→ EXCERPT TO READ

--------------------------------------------------

# Water Level @ Racine ???



## GOLDFISH (Mar 10, 2006)

Was planning on fishing around Racine tomorrrow nite and it's been a few years what is the site that tells the water levels don't want to make a wasted trip with the amount of rain we got here today. Thanks,


----------



## FishNerd (Apr 22, 2013)

http://water.weather.gov/ahps2/hydrograph.php?wfo=rlx&gage=racw2

If the walkway is under you could always fish from the washout in the rocks about 100 yards to the right of the stairway, around the bend.


----------



## bowtechbuck22 (May 10, 2013)

Did you see anybody catching skippies?


----------



## I Fish (Sep 24, 2008)

The water wasn't up yet as of Sunday before noon. They had 2 dam gates open, and the outside hydro running. Racine has been pretty much dead again this year. There's been a few days the Skipjack were in, but, besides a couple small white bass and fewer small sauger, nothing much has been happening there. Nobody seems to understand what's going on there. Are there really next to no fish there, or, has something changed, and they are staying too far out?:S


----------



## FishNerd (Apr 22, 2013)

I was up there a few weeks ago and caught 10 fish (sauger and hybrids). Granted, they were all small, but they were holding within 10 feet of the walkway.

--------------------------------------------------

→ SUPPLIED MATERIAL
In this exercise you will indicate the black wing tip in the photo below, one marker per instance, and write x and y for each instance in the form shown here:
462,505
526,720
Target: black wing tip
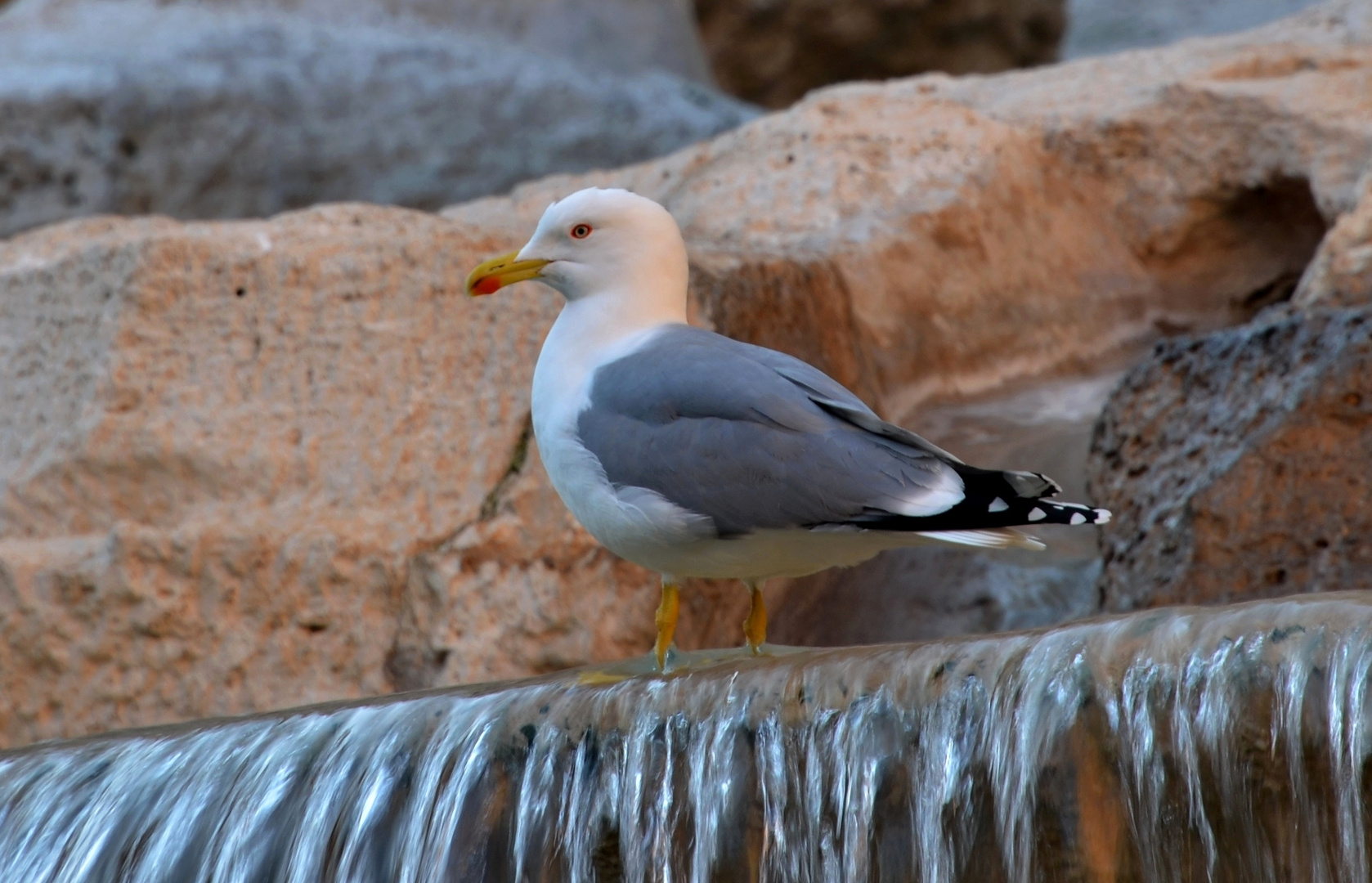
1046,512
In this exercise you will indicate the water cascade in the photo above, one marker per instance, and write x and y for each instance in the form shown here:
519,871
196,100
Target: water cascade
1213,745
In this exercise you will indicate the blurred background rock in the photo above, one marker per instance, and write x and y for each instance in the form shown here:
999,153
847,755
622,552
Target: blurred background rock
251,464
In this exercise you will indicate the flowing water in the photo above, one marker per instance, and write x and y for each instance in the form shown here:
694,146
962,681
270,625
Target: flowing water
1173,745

--------------------------------------------------

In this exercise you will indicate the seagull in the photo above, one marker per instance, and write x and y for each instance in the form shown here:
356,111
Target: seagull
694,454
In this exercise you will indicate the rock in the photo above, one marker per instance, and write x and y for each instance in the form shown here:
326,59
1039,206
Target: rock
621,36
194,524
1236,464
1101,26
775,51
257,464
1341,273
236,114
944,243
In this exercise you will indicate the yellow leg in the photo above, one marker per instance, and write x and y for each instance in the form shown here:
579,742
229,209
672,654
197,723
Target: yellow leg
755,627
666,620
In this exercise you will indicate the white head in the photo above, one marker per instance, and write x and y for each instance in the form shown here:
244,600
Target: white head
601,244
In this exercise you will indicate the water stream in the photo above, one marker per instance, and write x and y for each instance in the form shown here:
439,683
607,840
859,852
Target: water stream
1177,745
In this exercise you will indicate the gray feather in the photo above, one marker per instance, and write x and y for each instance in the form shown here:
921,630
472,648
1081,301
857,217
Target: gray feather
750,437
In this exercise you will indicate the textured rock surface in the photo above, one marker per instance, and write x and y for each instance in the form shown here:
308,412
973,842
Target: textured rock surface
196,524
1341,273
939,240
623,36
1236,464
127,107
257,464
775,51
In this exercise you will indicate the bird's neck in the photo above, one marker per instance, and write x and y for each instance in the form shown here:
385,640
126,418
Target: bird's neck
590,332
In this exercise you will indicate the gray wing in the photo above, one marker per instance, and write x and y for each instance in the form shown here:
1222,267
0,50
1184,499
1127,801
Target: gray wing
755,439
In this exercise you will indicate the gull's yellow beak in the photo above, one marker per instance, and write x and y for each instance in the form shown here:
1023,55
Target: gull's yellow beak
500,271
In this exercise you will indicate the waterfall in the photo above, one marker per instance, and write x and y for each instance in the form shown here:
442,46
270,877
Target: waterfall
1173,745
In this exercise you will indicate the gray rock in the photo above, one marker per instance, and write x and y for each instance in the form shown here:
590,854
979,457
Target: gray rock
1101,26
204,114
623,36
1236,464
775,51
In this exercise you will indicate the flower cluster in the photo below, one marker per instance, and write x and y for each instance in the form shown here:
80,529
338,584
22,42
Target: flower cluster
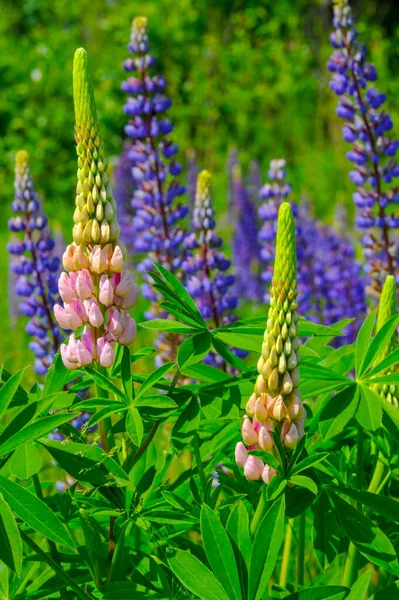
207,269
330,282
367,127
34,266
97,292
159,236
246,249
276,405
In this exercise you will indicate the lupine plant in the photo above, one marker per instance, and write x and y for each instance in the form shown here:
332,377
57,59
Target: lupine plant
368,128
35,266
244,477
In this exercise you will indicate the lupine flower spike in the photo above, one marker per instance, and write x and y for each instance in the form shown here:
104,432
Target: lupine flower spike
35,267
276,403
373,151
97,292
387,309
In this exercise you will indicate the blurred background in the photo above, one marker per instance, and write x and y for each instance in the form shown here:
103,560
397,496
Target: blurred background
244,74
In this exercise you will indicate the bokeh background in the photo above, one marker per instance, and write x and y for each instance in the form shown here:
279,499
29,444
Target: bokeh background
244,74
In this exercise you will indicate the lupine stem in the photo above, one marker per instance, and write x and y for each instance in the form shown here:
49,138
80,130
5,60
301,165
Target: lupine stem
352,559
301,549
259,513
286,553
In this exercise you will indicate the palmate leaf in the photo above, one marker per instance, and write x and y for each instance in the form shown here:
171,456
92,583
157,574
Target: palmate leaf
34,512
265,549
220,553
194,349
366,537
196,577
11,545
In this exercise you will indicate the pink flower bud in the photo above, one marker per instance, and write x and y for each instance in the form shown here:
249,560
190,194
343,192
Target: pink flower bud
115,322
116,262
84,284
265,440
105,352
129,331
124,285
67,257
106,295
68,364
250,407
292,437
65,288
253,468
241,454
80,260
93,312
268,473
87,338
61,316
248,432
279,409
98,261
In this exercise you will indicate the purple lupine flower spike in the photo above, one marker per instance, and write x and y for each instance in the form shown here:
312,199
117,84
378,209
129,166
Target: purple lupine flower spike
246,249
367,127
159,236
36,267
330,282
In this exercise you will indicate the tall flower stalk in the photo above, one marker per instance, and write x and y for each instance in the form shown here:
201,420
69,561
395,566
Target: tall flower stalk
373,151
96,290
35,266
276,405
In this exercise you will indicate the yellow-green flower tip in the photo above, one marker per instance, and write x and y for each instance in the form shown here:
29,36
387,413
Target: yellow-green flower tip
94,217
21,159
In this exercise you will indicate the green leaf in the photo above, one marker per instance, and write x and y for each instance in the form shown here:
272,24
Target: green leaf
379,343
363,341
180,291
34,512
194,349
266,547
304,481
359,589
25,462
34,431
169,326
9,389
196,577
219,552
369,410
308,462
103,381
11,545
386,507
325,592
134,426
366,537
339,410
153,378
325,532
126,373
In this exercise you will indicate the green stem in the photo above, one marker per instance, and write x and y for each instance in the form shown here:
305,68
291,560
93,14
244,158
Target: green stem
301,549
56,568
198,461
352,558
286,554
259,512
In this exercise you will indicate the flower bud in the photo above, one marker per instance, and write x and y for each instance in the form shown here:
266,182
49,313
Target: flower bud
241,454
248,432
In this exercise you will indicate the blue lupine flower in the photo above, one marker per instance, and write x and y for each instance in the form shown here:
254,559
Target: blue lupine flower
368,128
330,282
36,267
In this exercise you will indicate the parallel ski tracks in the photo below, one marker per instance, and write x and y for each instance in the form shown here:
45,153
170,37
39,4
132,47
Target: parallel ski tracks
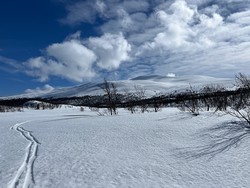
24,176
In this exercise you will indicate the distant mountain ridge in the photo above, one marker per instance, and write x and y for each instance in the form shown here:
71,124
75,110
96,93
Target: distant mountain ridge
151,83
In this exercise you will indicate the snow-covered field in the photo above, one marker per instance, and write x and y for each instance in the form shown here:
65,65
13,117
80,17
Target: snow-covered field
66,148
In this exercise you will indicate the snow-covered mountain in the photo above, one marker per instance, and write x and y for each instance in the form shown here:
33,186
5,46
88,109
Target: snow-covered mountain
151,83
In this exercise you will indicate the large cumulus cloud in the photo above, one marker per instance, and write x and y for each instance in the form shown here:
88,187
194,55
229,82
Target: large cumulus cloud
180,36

--------------------------------------------------

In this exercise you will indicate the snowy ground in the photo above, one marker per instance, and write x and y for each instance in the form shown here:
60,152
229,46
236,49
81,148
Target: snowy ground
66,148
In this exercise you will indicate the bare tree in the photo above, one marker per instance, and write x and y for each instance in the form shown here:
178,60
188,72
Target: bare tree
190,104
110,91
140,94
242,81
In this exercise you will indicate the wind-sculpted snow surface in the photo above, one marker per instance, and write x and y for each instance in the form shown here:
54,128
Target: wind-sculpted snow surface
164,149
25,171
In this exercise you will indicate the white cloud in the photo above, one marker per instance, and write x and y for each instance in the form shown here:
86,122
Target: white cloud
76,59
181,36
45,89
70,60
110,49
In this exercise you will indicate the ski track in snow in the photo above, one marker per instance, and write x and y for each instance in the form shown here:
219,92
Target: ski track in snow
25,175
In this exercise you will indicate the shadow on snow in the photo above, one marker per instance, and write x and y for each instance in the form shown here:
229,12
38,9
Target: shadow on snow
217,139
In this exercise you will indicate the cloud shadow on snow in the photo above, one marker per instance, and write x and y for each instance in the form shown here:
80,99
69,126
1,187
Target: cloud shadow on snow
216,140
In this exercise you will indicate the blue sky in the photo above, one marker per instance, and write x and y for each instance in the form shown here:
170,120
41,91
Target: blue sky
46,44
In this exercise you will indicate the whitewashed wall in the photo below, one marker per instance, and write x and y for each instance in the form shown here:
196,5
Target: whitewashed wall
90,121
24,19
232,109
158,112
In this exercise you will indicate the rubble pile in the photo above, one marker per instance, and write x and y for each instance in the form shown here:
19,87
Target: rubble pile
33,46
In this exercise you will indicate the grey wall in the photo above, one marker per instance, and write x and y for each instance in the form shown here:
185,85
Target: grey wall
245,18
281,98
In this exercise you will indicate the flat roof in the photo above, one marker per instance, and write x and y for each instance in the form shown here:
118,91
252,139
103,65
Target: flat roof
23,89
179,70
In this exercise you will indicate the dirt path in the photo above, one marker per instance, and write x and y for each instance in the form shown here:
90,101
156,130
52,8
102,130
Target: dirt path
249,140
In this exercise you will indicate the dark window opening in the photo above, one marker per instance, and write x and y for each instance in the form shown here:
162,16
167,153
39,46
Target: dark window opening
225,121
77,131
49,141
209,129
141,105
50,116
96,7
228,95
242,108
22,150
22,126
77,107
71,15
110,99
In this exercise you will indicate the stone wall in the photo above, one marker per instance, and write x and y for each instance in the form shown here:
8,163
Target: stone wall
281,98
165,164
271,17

--------------------------------------------------

→ SET TASK
In the forum thread on water levels at Racine, where does FishNerd suggest fishing if the walkway is under?

→ EXPECTED OUTPUT
From the washout in the rocks about 100 yards to the right of the stairway, around the bend.